WHAT YOU WILL DO
Please rewrite the lines from the start of the records through the line containing "[613,118,642,142]", both included, shifting every bounding-box coordinate up by 3 and leaving all other text unchanged.

■ ■ ■ ■ ■

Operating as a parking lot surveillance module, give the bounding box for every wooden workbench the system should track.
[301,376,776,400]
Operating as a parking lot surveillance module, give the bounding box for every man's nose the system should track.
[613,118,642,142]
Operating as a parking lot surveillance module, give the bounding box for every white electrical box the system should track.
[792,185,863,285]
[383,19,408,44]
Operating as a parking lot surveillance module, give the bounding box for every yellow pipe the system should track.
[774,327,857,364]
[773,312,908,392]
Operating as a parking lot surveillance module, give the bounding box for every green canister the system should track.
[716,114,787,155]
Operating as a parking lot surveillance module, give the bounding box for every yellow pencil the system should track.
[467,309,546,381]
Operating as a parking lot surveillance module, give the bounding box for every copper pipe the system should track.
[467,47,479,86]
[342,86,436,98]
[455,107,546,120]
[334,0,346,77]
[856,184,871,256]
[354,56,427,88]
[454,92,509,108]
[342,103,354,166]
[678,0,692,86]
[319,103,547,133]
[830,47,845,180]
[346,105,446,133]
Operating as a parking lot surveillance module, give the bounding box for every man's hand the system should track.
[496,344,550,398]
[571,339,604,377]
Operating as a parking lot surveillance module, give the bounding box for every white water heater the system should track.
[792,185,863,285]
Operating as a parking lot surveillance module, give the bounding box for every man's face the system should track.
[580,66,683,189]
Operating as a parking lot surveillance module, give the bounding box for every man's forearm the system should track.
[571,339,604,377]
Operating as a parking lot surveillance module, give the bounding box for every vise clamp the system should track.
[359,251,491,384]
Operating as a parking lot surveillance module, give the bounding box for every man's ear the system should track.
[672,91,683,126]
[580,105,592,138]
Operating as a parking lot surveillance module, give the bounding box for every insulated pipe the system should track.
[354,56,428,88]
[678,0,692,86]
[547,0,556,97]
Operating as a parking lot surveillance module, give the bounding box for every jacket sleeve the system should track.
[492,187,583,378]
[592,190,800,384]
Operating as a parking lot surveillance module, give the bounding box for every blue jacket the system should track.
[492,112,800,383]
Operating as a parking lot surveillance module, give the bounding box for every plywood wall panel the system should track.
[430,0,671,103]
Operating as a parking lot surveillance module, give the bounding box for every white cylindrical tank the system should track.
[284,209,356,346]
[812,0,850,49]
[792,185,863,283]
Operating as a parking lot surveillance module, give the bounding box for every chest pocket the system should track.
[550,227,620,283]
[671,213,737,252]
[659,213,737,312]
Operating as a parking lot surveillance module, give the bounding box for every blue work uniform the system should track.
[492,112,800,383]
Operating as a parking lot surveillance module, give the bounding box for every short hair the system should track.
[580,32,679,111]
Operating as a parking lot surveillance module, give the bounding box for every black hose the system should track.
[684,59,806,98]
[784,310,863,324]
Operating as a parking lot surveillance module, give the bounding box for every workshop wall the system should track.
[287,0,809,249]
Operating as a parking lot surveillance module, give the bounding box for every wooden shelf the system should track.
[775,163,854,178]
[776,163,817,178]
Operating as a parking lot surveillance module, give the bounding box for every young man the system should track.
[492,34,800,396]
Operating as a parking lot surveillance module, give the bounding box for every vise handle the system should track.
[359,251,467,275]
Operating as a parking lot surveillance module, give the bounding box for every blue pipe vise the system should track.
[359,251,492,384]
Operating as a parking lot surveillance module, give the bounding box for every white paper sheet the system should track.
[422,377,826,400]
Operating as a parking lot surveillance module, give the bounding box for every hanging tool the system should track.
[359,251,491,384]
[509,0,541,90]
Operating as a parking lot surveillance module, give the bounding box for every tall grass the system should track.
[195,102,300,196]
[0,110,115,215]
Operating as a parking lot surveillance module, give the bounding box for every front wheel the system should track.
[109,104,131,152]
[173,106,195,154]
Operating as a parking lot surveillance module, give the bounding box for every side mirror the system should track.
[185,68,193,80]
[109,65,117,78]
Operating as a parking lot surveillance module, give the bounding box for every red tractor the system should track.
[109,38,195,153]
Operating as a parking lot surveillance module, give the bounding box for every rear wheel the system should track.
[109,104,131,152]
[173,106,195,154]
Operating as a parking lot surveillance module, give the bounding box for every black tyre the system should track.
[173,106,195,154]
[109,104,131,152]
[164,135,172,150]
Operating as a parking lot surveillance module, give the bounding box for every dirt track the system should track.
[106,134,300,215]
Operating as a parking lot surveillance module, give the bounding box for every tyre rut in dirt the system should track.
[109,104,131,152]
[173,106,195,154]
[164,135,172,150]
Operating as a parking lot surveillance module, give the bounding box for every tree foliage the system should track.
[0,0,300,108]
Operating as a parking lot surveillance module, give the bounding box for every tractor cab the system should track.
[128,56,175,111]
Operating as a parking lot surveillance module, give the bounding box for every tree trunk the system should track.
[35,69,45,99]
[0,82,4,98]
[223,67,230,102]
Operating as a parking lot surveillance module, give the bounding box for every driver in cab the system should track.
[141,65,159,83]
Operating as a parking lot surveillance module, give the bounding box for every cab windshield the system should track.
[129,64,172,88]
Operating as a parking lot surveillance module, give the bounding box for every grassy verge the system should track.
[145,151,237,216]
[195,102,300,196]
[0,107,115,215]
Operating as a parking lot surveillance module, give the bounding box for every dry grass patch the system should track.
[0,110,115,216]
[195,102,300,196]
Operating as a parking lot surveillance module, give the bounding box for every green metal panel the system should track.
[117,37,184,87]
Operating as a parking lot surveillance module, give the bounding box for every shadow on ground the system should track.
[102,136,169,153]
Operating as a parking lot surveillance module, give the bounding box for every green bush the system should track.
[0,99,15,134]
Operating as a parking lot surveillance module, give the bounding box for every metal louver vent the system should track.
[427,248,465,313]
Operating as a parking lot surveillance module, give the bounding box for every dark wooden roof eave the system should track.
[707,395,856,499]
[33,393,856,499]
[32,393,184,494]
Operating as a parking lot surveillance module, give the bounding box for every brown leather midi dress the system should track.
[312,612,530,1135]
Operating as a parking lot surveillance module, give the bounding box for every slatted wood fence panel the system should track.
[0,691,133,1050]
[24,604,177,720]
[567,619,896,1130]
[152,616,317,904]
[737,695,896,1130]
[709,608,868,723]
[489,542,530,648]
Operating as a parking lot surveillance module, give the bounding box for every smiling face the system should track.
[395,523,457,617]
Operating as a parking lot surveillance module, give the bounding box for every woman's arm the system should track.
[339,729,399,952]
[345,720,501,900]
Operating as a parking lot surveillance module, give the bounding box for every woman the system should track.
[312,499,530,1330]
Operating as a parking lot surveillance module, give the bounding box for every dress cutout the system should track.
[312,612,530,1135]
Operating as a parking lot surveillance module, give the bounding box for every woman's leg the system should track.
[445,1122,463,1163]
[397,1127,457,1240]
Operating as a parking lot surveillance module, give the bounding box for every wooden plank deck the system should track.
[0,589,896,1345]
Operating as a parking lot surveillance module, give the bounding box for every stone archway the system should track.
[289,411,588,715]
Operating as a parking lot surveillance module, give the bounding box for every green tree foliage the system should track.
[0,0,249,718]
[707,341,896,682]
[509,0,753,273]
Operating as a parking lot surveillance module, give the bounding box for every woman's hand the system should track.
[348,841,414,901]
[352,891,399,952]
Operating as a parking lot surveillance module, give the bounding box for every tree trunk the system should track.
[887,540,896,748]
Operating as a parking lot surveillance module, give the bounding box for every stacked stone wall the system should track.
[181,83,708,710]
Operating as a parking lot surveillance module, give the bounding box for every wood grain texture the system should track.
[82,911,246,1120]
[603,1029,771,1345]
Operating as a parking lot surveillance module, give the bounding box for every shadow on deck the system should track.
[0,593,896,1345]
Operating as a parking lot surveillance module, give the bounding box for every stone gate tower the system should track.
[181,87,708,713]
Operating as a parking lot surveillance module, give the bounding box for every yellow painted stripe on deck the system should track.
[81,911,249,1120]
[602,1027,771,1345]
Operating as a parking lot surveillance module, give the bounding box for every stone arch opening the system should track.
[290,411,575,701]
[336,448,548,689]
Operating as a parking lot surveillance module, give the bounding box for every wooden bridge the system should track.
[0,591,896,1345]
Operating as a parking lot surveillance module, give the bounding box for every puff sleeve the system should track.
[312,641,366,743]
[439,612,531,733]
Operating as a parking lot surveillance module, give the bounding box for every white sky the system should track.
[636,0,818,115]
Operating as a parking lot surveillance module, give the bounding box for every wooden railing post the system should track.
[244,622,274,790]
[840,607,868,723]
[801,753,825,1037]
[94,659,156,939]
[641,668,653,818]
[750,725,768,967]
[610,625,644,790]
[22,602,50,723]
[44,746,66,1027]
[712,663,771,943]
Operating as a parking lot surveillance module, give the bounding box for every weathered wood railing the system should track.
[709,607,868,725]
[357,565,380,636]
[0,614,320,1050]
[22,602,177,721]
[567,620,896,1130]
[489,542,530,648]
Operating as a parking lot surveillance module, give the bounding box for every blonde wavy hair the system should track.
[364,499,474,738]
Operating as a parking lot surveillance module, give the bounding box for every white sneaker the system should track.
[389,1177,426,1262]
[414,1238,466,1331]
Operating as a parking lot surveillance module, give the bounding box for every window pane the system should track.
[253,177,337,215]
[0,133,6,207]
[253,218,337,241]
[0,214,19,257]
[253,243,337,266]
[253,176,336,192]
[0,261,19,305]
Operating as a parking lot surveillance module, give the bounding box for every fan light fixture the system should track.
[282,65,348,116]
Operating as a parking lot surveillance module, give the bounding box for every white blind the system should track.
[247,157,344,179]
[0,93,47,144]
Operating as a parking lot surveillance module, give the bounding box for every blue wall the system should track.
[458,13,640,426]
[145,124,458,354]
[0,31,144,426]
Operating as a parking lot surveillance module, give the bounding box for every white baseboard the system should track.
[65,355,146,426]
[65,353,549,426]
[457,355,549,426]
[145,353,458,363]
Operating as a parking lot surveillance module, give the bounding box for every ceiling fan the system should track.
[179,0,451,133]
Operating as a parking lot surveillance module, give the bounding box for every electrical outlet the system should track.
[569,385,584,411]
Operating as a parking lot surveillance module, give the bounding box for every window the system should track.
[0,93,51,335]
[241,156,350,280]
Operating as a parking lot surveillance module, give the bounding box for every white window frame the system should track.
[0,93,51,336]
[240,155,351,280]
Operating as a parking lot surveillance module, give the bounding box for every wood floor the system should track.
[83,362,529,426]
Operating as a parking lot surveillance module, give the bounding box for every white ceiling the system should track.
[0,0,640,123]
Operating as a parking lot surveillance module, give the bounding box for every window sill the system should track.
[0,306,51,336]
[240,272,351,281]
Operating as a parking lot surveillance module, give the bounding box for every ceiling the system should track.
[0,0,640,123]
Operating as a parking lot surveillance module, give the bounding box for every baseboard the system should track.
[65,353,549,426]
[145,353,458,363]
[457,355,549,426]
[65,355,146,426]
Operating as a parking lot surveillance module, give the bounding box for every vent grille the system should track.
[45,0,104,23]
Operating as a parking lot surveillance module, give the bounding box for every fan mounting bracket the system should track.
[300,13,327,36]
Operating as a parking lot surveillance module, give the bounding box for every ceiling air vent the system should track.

■ ■ ■ ■ ■

FINAL RESULT
Operating as a parking lot surveillance module, give the bounding box for every wooden workbench the system should track.
[304,379,779,403]
Operating as a parking lot surveillance module, give the bounding box for every man's nose the system should track.
[616,121,645,145]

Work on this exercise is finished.